= STATED TASK =
Copy out the listing below verbatim, leaving out the pictures.

╭─ DATA FOR PROCESSING

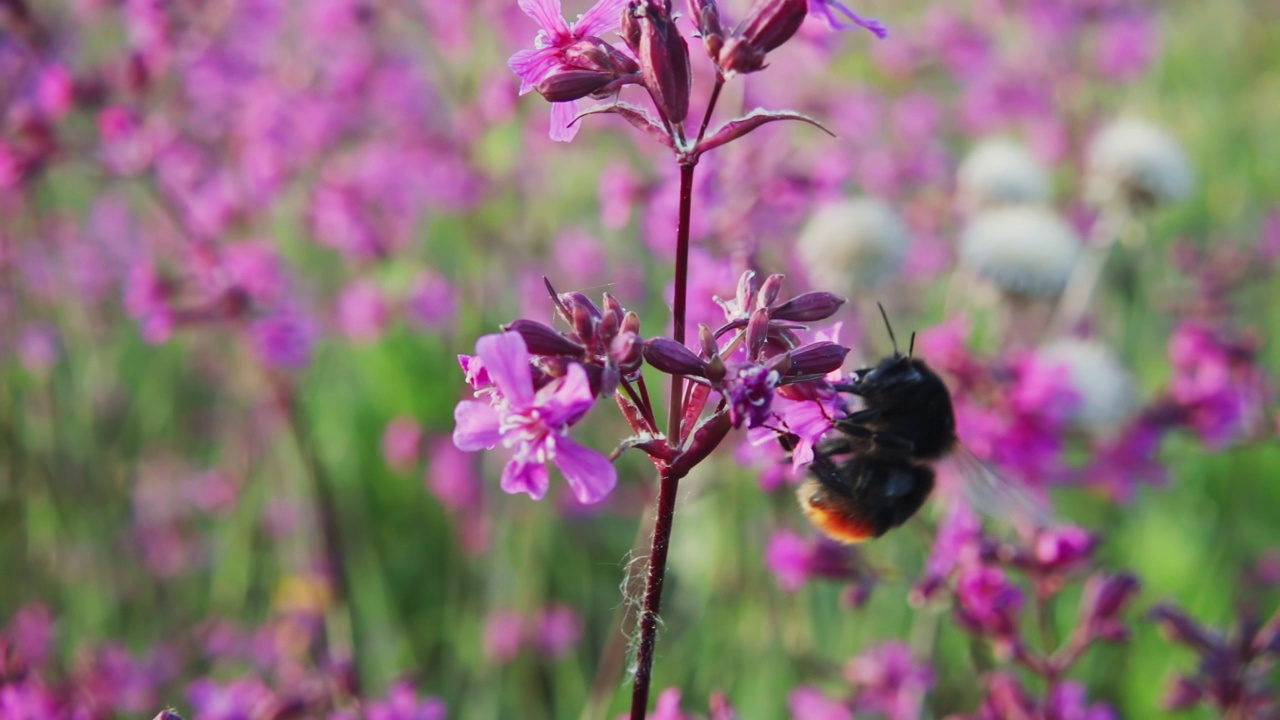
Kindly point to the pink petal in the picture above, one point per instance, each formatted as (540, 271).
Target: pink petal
(565, 402)
(525, 477)
(563, 114)
(590, 475)
(533, 65)
(506, 358)
(603, 17)
(476, 425)
(547, 14)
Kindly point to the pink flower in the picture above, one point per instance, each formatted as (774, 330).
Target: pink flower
(557, 629)
(534, 423)
(402, 443)
(403, 703)
(452, 477)
(827, 10)
(503, 636)
(890, 682)
(812, 703)
(361, 313)
(549, 45)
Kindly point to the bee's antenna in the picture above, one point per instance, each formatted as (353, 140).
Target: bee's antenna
(888, 327)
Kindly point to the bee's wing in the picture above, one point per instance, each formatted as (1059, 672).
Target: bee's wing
(974, 482)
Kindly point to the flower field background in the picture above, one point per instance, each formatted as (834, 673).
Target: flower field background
(243, 242)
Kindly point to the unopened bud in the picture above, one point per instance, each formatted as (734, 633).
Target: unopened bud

╰─

= RESULT =
Kindly point to the pink petal in the picture above, one point per instance, each formatted as (540, 271).
Target: pink petal
(565, 402)
(525, 477)
(563, 114)
(590, 475)
(533, 65)
(506, 358)
(603, 17)
(476, 425)
(547, 14)
Kindly point to the pink flower in the picture above, one point per instance, each formatted as (774, 330).
Target: pink flower
(557, 629)
(534, 423)
(402, 443)
(403, 703)
(452, 477)
(827, 10)
(503, 636)
(890, 682)
(812, 703)
(361, 313)
(549, 45)
Kindly point to the bee's antenna in the picture above, one point per instance, each formatted as (353, 140).
Target: bee's antenna
(888, 327)
Kindly point to the bee's wing in the picture above, one point per instance, each formatted as (1059, 672).
Target: bee's wing
(974, 482)
Kindly point to the flower field background in the picture above, one point per instance, each formatted as (834, 673).
Target: flower field background
(243, 242)
Kindly point to the unopened bud in the picture above, one point per instance, each formatted as (734, 633).
Target: unopened bud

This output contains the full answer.